> [Assignment]: The records below must be duplicated exactly, character for character.

> [Data records]:
*****

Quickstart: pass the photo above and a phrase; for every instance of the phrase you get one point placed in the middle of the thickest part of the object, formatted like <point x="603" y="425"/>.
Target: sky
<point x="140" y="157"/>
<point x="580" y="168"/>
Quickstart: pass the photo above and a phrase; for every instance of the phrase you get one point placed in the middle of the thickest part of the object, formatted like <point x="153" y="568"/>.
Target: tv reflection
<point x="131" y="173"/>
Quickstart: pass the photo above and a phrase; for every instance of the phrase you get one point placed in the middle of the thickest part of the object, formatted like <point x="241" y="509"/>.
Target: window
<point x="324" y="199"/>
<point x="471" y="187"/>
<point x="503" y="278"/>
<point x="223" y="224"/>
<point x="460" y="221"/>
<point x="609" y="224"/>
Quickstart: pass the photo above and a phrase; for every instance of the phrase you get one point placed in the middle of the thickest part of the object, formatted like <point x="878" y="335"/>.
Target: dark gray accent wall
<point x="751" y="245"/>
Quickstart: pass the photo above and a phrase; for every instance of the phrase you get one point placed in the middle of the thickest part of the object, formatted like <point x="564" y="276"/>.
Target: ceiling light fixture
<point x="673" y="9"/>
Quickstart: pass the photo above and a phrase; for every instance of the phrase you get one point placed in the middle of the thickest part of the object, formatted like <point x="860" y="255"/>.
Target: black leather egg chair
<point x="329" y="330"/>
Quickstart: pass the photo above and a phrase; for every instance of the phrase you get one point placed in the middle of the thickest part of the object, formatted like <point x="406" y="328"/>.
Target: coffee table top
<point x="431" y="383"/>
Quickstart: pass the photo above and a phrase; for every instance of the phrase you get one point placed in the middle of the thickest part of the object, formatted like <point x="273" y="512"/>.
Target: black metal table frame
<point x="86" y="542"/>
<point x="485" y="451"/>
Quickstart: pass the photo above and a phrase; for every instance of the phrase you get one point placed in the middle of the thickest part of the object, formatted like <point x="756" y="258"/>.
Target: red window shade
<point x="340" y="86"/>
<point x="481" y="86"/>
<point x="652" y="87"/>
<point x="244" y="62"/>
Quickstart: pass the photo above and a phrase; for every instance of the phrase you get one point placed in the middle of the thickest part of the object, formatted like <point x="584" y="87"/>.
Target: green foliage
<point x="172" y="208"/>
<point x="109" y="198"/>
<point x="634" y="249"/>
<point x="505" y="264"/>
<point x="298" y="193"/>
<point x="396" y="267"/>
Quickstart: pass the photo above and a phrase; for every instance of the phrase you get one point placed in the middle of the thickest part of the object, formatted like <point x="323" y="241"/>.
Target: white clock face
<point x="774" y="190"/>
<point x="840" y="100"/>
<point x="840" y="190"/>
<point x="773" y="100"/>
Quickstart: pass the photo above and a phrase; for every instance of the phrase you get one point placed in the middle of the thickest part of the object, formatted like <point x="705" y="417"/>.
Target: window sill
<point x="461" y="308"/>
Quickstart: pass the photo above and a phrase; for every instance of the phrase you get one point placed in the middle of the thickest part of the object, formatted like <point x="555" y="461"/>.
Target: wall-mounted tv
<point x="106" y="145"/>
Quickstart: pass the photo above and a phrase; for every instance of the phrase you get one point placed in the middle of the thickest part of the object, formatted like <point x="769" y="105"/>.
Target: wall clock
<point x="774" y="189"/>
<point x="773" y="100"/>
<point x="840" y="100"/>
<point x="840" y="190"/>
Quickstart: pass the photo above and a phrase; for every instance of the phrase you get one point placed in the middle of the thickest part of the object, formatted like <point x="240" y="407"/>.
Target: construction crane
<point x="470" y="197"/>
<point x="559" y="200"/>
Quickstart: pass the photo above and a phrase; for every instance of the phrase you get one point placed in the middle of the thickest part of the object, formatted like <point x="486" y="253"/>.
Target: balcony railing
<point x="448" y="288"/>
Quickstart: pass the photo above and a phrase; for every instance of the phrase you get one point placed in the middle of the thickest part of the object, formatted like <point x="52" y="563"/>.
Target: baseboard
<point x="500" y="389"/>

*****

> [Response to this task]:
Quickstart: pass the photo above and a phrase; for every instance of the phrase you get one point placed in the middle of the thickest part of the object, formatted like <point x="603" y="425"/>.
Target: sky
<point x="140" y="157"/>
<point x="580" y="168"/>
Quickstart: pass the photo above and a phrase; for every instance of the phrase you get one point placed in the middle of the thickest part of the object, formatted like <point x="153" y="568"/>.
Target: tv reflection
<point x="131" y="173"/>
Quickstart: pass the photo above and a phrase; for every instance of the phrase you get one point placed in the middle of the thickest part of the object, formatted like <point x="241" y="509"/>.
Target: window
<point x="324" y="199"/>
<point x="471" y="187"/>
<point x="503" y="278"/>
<point x="223" y="224"/>
<point x="460" y="221"/>
<point x="609" y="224"/>
Quickstart: pass the photo above and a phrase; for every instance of the phrase you get one point placed in the middle of the thickest part of the object, formatted like <point x="878" y="335"/>.
Target: dark gray accent wall
<point x="751" y="245"/>
Quickstart: pass the photo above and a phrase; for every instance of the phrase you get one point placed in the middle of the thickest part of the object, formatted like <point x="564" y="276"/>.
Target: ceiling light fixture
<point x="673" y="9"/>
Quickstart: pass the photo above and a phrase; for every instance of the phrase you get one point placed in the middle of the thickest part of the object, formatted like <point x="860" y="255"/>.
Target: black leather egg chair
<point x="329" y="330"/>
Quickstart: pass the photo above and a phrase; for every instance of the phrase you get one point placed in the middle of the thickest part of the object, formatted like <point x="406" y="328"/>.
Target: coffee table top
<point x="431" y="383"/>
Quickstart: pass the photo above and a phrase; for every instance of the phrase you get one point placed in the middle of the thickest part of the object, formatted like <point x="273" y="512"/>.
Target: black metal table frame
<point x="86" y="542"/>
<point x="485" y="451"/>
Quickstart: pass the photo above and a phrase; for every instance of the phrase you get one point placed in the middle of the thickest part of the object, formatted like <point x="756" y="258"/>.
Target: red window shade
<point x="340" y="86"/>
<point x="481" y="86"/>
<point x="652" y="87"/>
<point x="244" y="62"/>
Quickstart: pass the photo above and a phrase; for every instance of the phrase you get one point placed in the middle of the thickest part of the object, formatted like <point x="584" y="87"/>.
Target: green foliage
<point x="172" y="208"/>
<point x="109" y="198"/>
<point x="634" y="249"/>
<point x="505" y="264"/>
<point x="298" y="193"/>
<point x="396" y="267"/>
Quickstart: pass the photo above and a phrase; for every instance of the phrase you get one point placed in the middle of the thickest part of the object, formatted like <point x="323" y="241"/>.
Target: white clock face
<point x="774" y="190"/>
<point x="840" y="100"/>
<point x="840" y="190"/>
<point x="773" y="100"/>
Quickstart: pass the photo above and a phrase; for every instance of the phrase you get one point placed in the middle of the thickest part of the object, formatted like <point x="705" y="417"/>.
Target: window sill
<point x="461" y="308"/>
Quickstart: pass the photo above and a phrase; for every instance of the phrase you get one point placed in the middle of the thickest part of the object, formatted like <point x="555" y="461"/>.
Target: wall-mounted tv
<point x="106" y="145"/>
Quickstart: pass the photo above and a phrase; for every instance of the phrase you get one point placed in the middle of the thickest part of the object, formatted like <point x="769" y="105"/>.
Target: wall clock
<point x="774" y="189"/>
<point x="773" y="100"/>
<point x="840" y="100"/>
<point x="840" y="190"/>
Quickstart: pass the photo above and a phrase; for every instance of the phrase you get one point placed in the middle of the thickest part of the object, formatted like <point x="240" y="407"/>.
Target: construction crane
<point x="470" y="197"/>
<point x="559" y="200"/>
Quickstart: pass the photo above and a phrase; for every instance of the phrase you get one point placed in the middle of the thickest part of the object, formatted like <point x="486" y="253"/>.
Target: balcony railing
<point x="448" y="288"/>
Quickstart: pass the photo above and a phrase; for every instance of the phrase you get one point placed in the middle of the thickest part of the object, formatted like <point x="52" y="563"/>.
Target: baseboard
<point x="500" y="389"/>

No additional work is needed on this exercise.